**Instructions to follow**
Gather every line in the items below that contains the word "plaid" and copy each one in full.
——
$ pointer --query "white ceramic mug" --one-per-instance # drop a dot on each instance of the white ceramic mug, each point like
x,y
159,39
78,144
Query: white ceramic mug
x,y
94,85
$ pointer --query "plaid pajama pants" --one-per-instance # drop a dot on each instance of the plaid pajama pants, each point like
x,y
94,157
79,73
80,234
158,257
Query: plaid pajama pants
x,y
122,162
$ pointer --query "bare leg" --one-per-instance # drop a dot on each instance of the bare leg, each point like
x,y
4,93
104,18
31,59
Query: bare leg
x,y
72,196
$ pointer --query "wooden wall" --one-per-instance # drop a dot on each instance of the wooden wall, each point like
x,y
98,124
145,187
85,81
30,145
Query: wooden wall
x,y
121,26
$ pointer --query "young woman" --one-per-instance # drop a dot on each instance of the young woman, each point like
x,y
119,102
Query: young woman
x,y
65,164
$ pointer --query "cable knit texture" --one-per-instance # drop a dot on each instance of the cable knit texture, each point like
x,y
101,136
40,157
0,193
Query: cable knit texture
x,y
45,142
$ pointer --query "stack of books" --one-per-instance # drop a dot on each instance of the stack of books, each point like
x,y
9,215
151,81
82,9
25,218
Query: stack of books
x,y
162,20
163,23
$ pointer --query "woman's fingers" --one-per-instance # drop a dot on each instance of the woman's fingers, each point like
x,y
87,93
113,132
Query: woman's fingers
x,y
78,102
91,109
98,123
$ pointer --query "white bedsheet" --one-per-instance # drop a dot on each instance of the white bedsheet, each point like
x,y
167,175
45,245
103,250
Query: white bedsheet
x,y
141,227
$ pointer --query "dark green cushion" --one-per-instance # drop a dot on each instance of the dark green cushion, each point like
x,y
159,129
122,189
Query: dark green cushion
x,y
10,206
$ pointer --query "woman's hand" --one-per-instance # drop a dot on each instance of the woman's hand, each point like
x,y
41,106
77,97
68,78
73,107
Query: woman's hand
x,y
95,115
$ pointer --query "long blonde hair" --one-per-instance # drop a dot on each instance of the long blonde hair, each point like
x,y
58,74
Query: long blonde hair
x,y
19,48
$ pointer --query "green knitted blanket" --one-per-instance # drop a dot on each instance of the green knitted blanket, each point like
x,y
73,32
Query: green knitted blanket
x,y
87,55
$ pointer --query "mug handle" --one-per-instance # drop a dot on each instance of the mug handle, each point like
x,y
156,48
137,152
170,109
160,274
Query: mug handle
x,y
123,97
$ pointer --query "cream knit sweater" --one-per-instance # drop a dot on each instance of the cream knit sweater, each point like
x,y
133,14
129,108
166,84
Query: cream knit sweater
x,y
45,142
——
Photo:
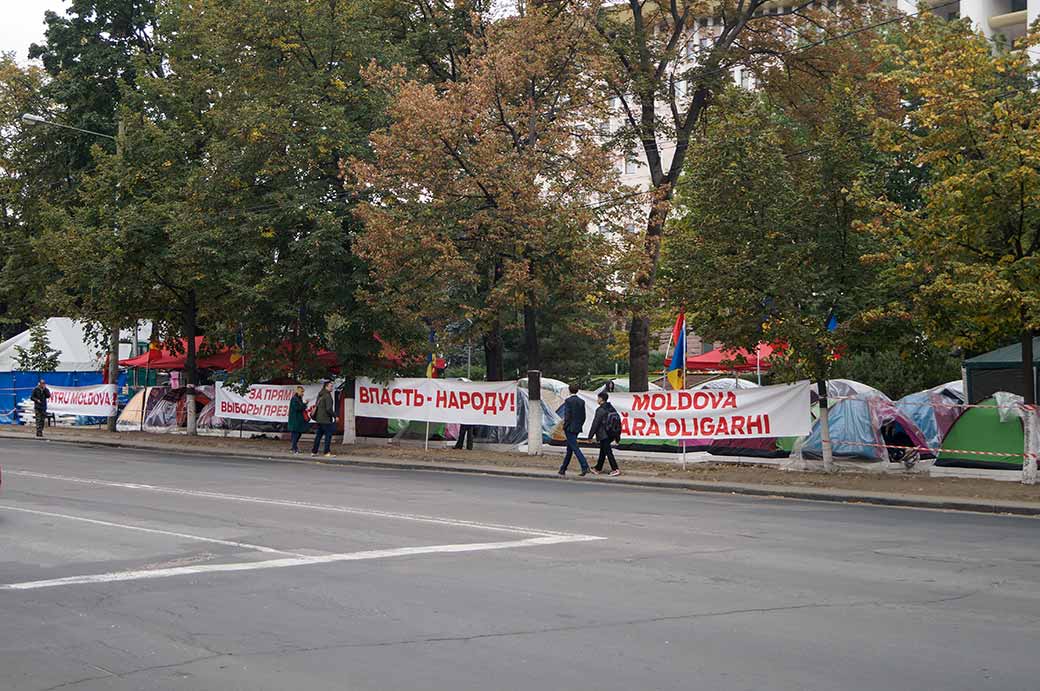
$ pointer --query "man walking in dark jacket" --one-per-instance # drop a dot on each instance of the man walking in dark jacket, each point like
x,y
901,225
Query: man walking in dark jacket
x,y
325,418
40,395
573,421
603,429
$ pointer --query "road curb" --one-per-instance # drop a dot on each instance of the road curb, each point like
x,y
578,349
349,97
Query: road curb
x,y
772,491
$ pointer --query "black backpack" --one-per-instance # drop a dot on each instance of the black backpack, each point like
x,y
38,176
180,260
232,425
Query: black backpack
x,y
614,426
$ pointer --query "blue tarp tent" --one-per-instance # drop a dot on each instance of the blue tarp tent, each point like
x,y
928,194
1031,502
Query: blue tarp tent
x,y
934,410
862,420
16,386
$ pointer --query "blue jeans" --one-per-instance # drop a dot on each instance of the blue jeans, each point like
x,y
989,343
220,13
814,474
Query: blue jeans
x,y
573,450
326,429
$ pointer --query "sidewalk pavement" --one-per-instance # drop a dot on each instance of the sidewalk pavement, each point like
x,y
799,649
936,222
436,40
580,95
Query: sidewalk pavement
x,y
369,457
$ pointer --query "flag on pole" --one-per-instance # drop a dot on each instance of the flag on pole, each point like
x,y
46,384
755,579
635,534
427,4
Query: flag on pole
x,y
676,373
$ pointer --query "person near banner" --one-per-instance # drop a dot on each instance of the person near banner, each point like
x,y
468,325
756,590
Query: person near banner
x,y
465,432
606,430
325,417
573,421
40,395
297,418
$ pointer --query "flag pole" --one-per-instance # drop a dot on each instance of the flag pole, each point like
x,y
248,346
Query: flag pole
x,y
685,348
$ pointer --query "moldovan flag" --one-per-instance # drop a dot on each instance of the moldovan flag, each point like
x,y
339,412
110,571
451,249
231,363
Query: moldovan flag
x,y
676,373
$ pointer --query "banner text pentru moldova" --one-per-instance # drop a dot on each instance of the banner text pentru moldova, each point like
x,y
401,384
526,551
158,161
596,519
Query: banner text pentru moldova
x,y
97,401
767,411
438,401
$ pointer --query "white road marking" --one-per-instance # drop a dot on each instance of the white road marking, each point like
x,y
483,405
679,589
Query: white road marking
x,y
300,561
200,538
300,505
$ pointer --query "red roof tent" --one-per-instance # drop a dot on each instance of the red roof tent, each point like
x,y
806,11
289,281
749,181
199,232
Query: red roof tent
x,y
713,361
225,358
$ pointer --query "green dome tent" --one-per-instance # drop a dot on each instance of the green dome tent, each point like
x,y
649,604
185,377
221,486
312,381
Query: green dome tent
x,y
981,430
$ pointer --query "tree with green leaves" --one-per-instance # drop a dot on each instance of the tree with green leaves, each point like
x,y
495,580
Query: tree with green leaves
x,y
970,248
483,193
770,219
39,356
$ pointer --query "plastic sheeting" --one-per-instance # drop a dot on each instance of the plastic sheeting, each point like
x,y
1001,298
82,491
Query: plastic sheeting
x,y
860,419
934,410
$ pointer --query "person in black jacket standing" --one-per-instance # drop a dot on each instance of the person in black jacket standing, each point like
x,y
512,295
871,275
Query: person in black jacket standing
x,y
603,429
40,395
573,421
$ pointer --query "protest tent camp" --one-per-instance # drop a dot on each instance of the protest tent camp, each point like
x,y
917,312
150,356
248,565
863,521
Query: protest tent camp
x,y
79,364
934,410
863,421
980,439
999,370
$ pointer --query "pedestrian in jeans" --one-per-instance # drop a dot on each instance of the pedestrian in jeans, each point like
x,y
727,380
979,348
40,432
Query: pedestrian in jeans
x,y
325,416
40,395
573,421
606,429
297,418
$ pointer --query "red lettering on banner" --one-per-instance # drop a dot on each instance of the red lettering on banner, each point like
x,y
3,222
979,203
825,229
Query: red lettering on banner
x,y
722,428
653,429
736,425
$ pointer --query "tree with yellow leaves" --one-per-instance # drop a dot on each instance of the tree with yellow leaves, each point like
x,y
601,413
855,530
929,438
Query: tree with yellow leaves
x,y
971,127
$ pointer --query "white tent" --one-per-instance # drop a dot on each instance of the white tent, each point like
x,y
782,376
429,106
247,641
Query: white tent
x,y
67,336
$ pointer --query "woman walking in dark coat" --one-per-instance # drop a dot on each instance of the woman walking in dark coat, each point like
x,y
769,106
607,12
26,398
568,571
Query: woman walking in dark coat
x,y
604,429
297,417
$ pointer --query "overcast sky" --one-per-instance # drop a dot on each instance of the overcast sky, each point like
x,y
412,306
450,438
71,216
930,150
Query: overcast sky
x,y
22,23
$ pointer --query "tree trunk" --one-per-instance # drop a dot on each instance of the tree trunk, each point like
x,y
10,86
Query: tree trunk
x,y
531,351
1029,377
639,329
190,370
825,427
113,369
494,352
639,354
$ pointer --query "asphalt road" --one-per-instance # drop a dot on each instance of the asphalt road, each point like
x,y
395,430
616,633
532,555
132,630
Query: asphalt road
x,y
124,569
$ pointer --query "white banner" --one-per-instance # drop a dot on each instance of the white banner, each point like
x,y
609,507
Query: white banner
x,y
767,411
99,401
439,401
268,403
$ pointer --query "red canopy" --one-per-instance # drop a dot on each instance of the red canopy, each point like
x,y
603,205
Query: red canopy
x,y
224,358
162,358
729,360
——
**Full answer**
$ pointer --query "plaid pajama pants" --one-per-instance # drop a dot on each instance of the plaid pajama pants, each point like
Query: plaid pajama pants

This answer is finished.